§ **任務要求**
1 - 根據vmstat節選原文回答:
(a) 「_cur」表示什麼?
(b) vmstat從哪裡獲得數據?
(c) 選項「-d」的作用是什麼?
2 - 請接著這段vmstat說明往下寫,補出其後各欄位的解釋。

___ 節選原文 ___

其中_cur 表示當前值,_pre表示interval時間前的值。上表中的所有值可取到兩位小數點。

2:查看磁盤io情況及CPU負載--vmstat
usage: vmstat [-V] [-n] [delay [count]]
              -V prints version.
              -n causes the headers not to be reprinted regularly.
              -a print inactive/active page stats.
              -d prints disk statistics
              -D prints disk table
              -p prints disk partition statistics
              -s prints vm table
              -m prints slabinfo
              -S unit size
              delay is the delay between updates in seconds. 
              unit size k:1000 K:1024 m:1000000 M:1048576 (default is K)
              count is the number of updates.

vmstat從/proc/stat獲得數據

輸出的含義如下: 
FIELD DESCRIPTION FOR VM MODE
   Procs
       r: The number of processes waiting for run time.

___ 所給資料 ___

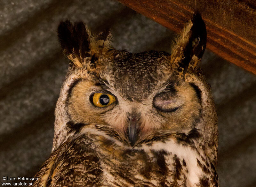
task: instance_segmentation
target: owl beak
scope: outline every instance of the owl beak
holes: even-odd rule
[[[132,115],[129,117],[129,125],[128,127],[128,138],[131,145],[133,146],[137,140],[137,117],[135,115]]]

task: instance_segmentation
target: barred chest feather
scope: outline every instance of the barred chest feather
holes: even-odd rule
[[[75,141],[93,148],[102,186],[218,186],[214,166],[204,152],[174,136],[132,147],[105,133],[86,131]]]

___
___ 所給資料 ___

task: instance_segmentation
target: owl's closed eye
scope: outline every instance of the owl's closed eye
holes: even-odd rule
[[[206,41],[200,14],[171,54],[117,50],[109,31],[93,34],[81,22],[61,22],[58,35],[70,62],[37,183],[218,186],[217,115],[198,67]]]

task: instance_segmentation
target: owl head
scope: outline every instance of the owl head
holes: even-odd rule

___
___ 所給資料 ___

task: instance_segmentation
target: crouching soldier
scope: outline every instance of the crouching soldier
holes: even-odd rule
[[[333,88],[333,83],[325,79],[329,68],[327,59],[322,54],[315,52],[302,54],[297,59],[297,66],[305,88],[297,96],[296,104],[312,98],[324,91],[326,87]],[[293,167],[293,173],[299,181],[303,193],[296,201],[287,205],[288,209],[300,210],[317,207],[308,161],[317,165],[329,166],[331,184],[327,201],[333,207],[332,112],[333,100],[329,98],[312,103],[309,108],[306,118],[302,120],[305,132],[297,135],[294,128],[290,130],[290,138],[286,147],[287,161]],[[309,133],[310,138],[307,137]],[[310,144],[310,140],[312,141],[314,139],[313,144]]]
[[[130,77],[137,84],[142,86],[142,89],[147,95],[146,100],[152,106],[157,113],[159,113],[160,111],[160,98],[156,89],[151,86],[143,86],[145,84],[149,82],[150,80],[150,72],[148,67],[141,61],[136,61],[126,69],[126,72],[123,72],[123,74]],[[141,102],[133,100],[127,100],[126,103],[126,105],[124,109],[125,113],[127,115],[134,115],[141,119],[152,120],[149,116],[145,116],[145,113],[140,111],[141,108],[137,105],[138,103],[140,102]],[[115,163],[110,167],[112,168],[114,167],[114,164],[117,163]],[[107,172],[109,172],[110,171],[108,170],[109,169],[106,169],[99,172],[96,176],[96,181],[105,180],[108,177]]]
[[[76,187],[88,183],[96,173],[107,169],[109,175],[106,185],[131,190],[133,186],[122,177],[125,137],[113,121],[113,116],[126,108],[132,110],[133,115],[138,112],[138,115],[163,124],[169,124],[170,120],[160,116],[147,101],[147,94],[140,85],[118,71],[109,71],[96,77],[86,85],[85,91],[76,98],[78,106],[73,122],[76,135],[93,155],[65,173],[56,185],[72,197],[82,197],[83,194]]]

___

§ **逐項結果**
1 -
(a) 當前值。
(b) 從/proc/stat獲得數據。
(c) 輸出磁盤統計信息(prints disk statistics)。

2 -
       b: The number of processes in uninterruptible sleep.

   Memory
       swpd: the amount of virtual memory used.
       free: the amount of idle memory.
       buff: the amount of memory used as buffers.
       cache: the amount of memory used as cache.
       inact: the amount of inactive memory. (-a option)
       active: the amount of active memory. (-a option)

   Swap
       si: Amount of memory swapped in from disk (/s).
       so: Amount of memory swapped to disk (/s).

   IO
       bi: Blocks received from a block device (blocks/s).
       bo: Blocks sent to a block device (blocks/s).

   System
       in: The number of interrupts per second, including the clock.
       cs: The number of context switches per second.

   CPU
       These are percentages of total CPU time.
       us: Time spent running non-kernel code. (user time, including nice time)
       sy: Time spent running kernel code. (system time)
       id: Time spent idle. Prior to Linux 2.5.41, this includes IO-wait time.
       wa: Time spent waiting for IO. Prior to Linux 2.5.41, shown as zero.
       st: Time spent in involuntary wait. Prior to Linux 2.6.11, shown as zero.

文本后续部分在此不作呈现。